[start of Material]

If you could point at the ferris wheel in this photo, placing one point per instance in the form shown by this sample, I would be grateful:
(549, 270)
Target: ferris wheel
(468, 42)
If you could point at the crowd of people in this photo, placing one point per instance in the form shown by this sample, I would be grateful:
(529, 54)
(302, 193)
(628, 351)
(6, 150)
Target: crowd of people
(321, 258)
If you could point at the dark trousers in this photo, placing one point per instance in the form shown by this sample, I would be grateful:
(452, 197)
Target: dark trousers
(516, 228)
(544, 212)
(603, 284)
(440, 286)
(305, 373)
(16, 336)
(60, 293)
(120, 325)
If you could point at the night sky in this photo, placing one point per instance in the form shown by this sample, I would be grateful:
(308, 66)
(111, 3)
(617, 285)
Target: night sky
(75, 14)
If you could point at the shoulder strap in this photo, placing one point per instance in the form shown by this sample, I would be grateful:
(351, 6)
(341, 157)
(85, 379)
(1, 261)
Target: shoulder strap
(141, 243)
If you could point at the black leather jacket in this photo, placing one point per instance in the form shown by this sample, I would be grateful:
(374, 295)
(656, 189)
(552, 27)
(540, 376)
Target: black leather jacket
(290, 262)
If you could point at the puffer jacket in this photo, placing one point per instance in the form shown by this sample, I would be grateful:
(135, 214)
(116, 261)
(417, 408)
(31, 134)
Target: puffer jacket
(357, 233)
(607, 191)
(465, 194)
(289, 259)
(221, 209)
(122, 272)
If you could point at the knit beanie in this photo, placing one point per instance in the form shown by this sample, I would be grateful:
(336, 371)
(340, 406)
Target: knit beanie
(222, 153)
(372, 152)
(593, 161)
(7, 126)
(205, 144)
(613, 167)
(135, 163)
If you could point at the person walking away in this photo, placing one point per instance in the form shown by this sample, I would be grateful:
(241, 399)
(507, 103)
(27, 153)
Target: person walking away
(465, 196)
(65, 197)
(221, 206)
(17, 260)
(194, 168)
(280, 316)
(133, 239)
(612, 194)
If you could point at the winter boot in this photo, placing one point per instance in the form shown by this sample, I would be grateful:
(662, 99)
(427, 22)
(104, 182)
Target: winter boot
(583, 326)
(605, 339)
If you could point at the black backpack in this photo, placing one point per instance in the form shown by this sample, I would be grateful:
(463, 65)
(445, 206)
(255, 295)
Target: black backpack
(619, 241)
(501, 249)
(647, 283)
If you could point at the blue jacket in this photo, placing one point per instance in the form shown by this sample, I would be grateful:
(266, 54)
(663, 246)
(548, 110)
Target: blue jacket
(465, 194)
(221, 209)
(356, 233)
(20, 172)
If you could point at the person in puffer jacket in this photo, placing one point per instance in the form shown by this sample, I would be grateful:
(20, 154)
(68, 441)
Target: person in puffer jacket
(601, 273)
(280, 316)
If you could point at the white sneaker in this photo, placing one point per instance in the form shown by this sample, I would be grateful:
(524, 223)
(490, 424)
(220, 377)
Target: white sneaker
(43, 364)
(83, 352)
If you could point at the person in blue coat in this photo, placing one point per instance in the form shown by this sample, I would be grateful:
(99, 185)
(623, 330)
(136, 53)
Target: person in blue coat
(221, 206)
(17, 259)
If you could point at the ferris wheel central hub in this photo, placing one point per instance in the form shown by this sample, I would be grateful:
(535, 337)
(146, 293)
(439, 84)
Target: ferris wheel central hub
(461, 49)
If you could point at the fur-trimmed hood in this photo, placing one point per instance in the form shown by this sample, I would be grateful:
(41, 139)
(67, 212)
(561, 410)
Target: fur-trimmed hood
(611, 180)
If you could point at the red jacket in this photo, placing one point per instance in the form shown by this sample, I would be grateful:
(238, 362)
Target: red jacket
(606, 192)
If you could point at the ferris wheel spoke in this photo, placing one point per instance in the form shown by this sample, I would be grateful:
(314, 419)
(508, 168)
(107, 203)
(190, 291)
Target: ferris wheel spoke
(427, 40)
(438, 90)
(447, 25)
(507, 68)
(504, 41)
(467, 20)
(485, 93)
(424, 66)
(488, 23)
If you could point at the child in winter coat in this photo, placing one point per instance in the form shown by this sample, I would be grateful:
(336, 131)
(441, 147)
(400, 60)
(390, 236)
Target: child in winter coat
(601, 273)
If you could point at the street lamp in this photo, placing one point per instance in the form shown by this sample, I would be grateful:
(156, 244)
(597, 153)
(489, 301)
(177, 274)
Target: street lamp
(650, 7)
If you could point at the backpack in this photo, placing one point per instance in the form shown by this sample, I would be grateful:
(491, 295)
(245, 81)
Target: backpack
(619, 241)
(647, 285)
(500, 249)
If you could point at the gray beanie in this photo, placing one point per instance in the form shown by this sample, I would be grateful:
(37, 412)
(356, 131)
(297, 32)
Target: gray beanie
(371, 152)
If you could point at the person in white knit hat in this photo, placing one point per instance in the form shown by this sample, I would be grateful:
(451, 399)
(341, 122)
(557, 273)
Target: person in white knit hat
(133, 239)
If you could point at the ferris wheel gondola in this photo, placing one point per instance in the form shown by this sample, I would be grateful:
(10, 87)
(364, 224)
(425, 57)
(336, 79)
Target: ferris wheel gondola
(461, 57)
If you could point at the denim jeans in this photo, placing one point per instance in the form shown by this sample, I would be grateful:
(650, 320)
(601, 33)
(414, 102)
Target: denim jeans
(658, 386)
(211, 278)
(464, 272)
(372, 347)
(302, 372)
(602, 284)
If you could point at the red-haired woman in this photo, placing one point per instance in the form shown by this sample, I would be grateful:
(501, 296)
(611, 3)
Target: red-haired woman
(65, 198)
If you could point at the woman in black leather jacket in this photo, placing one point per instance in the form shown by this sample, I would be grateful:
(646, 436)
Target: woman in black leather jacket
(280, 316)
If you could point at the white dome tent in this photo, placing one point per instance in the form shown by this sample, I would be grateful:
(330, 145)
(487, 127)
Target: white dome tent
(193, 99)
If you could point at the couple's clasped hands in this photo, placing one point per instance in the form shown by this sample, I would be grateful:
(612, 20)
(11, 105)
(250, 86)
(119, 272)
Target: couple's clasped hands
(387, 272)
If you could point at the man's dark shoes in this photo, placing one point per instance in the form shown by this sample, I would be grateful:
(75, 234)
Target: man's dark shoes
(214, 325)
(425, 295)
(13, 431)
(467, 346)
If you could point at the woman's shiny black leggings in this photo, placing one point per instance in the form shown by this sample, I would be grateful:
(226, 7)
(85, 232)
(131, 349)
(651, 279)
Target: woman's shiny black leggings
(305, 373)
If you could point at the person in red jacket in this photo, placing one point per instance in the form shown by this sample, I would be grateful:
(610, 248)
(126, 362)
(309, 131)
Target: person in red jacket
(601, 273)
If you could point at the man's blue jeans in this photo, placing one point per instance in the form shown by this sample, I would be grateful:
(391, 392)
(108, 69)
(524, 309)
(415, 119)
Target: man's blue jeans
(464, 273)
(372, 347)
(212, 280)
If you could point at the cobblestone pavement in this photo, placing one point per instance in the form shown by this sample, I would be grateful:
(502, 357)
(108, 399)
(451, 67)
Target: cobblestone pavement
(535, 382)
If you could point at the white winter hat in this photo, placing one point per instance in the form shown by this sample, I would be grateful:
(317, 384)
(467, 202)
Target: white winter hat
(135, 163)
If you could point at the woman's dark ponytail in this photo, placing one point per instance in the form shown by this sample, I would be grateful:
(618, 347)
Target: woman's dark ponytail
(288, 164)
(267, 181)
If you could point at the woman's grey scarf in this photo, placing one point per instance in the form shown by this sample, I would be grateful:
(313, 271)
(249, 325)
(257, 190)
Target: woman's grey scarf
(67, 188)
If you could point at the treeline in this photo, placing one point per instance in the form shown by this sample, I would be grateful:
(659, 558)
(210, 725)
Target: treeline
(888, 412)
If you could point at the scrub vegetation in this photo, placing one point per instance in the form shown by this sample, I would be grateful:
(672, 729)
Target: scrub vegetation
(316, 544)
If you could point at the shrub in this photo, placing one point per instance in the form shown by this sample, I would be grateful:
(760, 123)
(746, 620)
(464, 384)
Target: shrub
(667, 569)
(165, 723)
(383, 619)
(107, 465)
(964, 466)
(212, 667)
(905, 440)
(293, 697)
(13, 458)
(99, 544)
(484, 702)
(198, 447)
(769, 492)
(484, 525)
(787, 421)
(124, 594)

[end of Material]

▶ [To be done]:
Look above for the line containing "If you could point at the scrub", then transcribe it and all lines after it through the last, exactly and with nothing else.

▶ [Task result]:
If you could point at the scrub vegetation in this photo, placing one point per instance in the form shown by this sample, I would be grateful:
(672, 729)
Target: scrub vegetation
(316, 544)
If you could point at the shrub in this photo, placing one point per instance in the form shown by this sample, I would be grateful:
(760, 123)
(746, 620)
(464, 384)
Target: shrub
(667, 569)
(165, 723)
(383, 619)
(107, 465)
(964, 466)
(212, 667)
(905, 440)
(293, 697)
(13, 458)
(99, 544)
(484, 702)
(198, 447)
(769, 492)
(484, 525)
(787, 421)
(124, 594)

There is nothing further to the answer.